◆ **Instructions to follow**
Copy all of the material below word for word, leaving out the pictures.

◆ **Data for processing**
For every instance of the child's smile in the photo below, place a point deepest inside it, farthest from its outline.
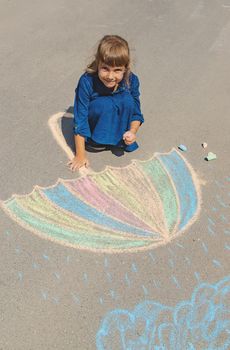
(110, 76)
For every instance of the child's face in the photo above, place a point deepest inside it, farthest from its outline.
(110, 76)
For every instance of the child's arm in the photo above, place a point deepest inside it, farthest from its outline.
(80, 158)
(130, 136)
(137, 118)
(81, 125)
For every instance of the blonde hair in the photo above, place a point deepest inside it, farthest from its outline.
(113, 51)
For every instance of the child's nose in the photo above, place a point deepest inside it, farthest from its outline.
(111, 76)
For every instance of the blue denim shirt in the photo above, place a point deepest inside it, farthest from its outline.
(105, 115)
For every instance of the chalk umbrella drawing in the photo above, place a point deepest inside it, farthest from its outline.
(140, 206)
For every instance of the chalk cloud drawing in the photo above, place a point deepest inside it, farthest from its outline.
(140, 206)
(203, 322)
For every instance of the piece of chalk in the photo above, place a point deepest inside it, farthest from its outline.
(182, 148)
(210, 156)
(204, 145)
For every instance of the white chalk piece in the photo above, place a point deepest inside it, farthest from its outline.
(210, 156)
(204, 145)
(182, 148)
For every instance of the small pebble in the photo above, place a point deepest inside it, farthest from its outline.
(182, 148)
(210, 156)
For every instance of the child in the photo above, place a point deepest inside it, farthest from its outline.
(107, 106)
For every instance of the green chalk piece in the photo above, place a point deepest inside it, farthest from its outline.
(182, 148)
(210, 156)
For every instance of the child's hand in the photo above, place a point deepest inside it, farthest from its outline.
(129, 137)
(77, 162)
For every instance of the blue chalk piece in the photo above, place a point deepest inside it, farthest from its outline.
(182, 148)
(176, 281)
(134, 268)
(151, 256)
(145, 290)
(217, 263)
(44, 295)
(205, 248)
(45, 257)
(109, 277)
(56, 274)
(20, 276)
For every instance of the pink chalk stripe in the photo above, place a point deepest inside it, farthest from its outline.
(89, 191)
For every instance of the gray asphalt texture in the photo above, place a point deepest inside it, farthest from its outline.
(181, 53)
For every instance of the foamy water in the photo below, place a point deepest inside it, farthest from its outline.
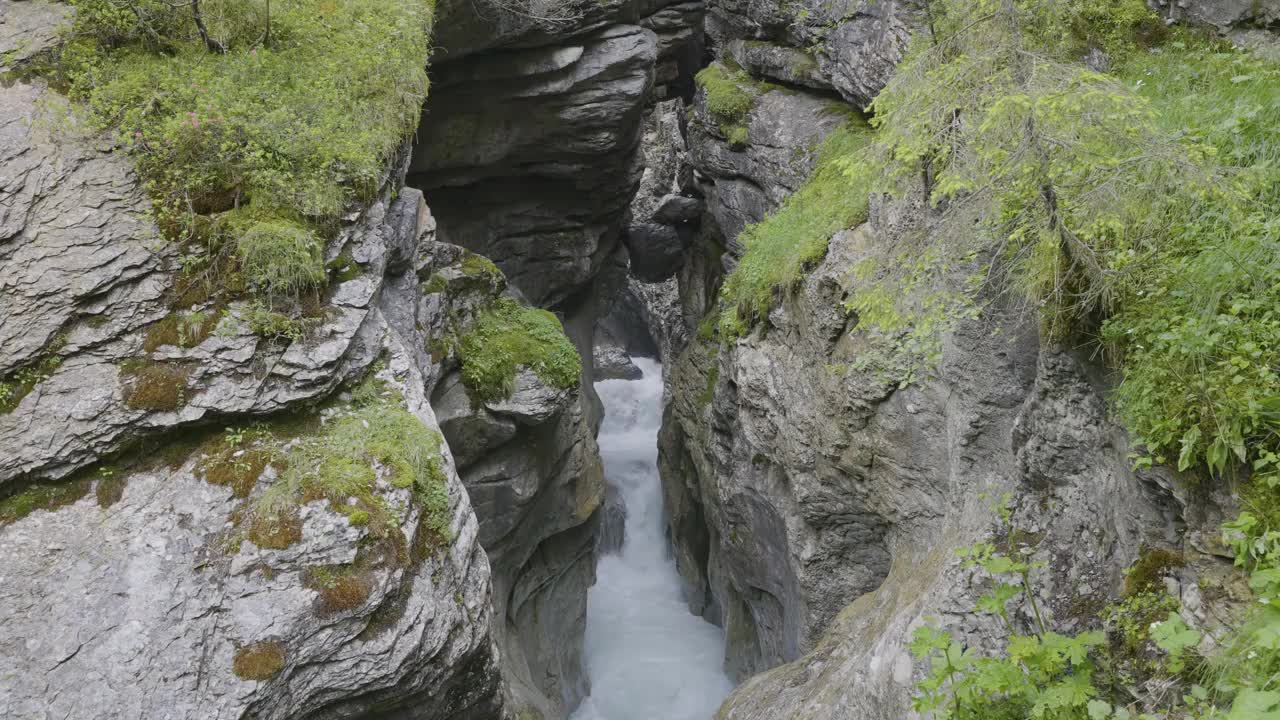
(647, 655)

◆ **Task output**
For every instance of the child's smile in the photo below, place a point deepest inside it, farthest from its outline.
(110, 76)
For every instance of the child's face in the photo above, place a point deepest inside it, farthest from its outline.
(110, 76)
For every instance of the child's arm in the photo above, place a point deepest inside it, farthest from its outline.
(80, 158)
(130, 136)
(137, 118)
(81, 125)
For every instance of the blonde hair in the photo above, place a point deepest inside it, farthest from its outline.
(113, 51)
For every instance of the child's nose in the photo above, place a point deepest inside it, farthest from its outline.
(111, 76)
For every instance of the blue denim shirt in the photo above, place a point deepest inside it, farthest from its outline.
(105, 115)
For every instance of the chalk umbrella drawing in the photo above, place a point deepest inside it, farthest from its outline.
(140, 206)
For every instance of the chalk cloud drawing in the photo above, place a point deepest inside it, farthest from its outline.
(140, 206)
(203, 322)
For every instance of the piece of chalk in the photo above, place a point deepest inside it, farthest from its outline.
(182, 148)
(210, 156)
(204, 145)
For every instance of the white chalk piece in the photo above, place a point deepest inside it, farthest from its outline.
(210, 156)
(204, 145)
(182, 148)
For every instance of the small pebble in the photo above, place a point deepest inside it, farthest from its outline.
(182, 148)
(210, 156)
For every instance of the child in the photo above, place a point deepest inside it, farthest from its outline.
(107, 106)
For every instance of the green chalk piece in the photo above, place a point deepest inside it, farthest from its outline.
(182, 148)
(210, 156)
For every instance of the child's hand in the photo above, place a point deepest inside it, farthest from its outline.
(129, 137)
(77, 162)
For every instance of the blue chalk piece in the photo above, place a point deepest inside it, farthest from its outline.
(182, 148)
(176, 281)
(134, 268)
(151, 256)
(145, 290)
(217, 263)
(44, 295)
(205, 248)
(45, 257)
(109, 277)
(56, 274)
(20, 276)
For every instance of the pink chalk stripe in the photo above, place a point deepest inside it, farthest from its outline.
(89, 191)
For every instance of the gray asphalt texture in the photo above, place a point deepest inside it, farthest from its outline.
(181, 53)
For every instance of the foamy water in the photo below, place a point deepest inside it, farthest from its outline.
(647, 655)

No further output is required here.